#### What is required
Return every line of the records below that contains the word "white".

#### Task input

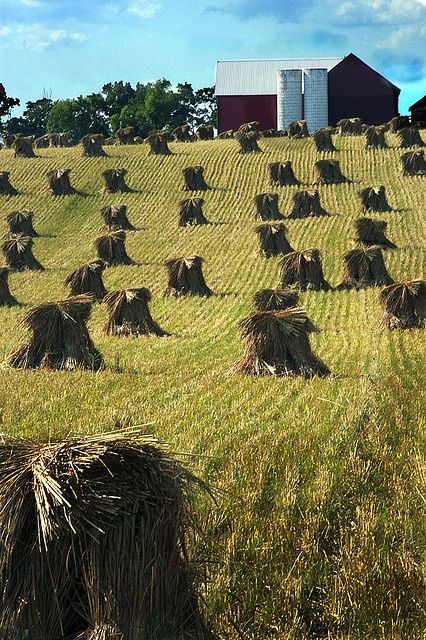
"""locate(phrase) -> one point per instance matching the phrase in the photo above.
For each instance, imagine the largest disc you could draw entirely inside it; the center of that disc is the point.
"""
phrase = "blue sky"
(73, 47)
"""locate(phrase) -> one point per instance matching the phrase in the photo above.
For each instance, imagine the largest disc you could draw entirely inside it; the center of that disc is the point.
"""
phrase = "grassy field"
(318, 529)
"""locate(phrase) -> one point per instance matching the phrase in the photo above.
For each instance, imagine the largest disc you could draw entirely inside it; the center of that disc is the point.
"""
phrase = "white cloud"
(362, 12)
(144, 8)
(38, 37)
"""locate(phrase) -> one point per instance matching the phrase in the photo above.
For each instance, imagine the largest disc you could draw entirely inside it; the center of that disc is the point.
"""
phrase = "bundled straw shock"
(186, 278)
(191, 212)
(306, 204)
(23, 148)
(6, 298)
(372, 232)
(272, 240)
(194, 179)
(323, 141)
(303, 270)
(267, 206)
(298, 129)
(114, 180)
(59, 338)
(364, 268)
(96, 541)
(92, 145)
(129, 314)
(282, 174)
(404, 305)
(115, 218)
(6, 188)
(111, 248)
(157, 141)
(248, 141)
(374, 199)
(59, 182)
(21, 223)
(19, 255)
(275, 299)
(413, 163)
(277, 343)
(87, 280)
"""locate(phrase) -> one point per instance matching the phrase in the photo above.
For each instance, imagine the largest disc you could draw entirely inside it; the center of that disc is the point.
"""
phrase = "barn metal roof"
(259, 77)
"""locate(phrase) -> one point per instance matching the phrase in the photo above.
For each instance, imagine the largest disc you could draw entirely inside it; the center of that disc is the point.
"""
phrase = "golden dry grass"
(320, 528)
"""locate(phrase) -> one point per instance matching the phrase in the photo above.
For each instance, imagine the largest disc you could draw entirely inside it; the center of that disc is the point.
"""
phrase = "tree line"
(154, 105)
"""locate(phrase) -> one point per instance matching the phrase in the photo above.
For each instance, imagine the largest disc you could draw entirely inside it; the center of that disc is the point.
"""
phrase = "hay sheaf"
(185, 278)
(97, 535)
(275, 299)
(303, 270)
(6, 298)
(59, 338)
(21, 223)
(272, 239)
(267, 206)
(87, 280)
(129, 314)
(277, 343)
(364, 267)
(404, 305)
(18, 253)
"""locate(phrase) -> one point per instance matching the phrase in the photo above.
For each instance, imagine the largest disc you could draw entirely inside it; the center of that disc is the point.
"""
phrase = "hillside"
(318, 523)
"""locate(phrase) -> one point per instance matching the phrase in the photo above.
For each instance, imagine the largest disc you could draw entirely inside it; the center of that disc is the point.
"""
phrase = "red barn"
(247, 90)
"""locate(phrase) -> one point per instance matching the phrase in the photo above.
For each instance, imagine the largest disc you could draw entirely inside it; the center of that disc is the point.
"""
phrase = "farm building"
(320, 90)
(418, 111)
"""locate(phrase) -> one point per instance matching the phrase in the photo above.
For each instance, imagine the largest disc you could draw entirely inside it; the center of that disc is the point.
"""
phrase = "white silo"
(289, 96)
(316, 98)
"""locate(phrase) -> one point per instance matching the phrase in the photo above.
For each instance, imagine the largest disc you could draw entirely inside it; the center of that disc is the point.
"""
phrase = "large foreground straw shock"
(277, 343)
(19, 255)
(115, 218)
(111, 248)
(186, 278)
(364, 267)
(272, 239)
(129, 314)
(275, 299)
(404, 305)
(21, 223)
(267, 206)
(6, 298)
(87, 280)
(303, 270)
(59, 338)
(96, 541)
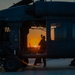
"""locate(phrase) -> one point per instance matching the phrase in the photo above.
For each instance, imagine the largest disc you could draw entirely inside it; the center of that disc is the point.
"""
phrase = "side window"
(73, 31)
(58, 31)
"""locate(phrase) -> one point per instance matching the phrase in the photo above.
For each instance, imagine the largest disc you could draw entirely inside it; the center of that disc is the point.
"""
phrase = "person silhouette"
(42, 50)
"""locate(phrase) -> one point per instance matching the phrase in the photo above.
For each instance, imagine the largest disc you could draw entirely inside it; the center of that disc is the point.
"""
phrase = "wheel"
(11, 64)
(25, 62)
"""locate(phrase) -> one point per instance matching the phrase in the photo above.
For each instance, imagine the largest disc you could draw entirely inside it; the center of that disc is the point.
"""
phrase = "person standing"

#### Exercise response
phrase = "white cloud"
phrase = "white silo"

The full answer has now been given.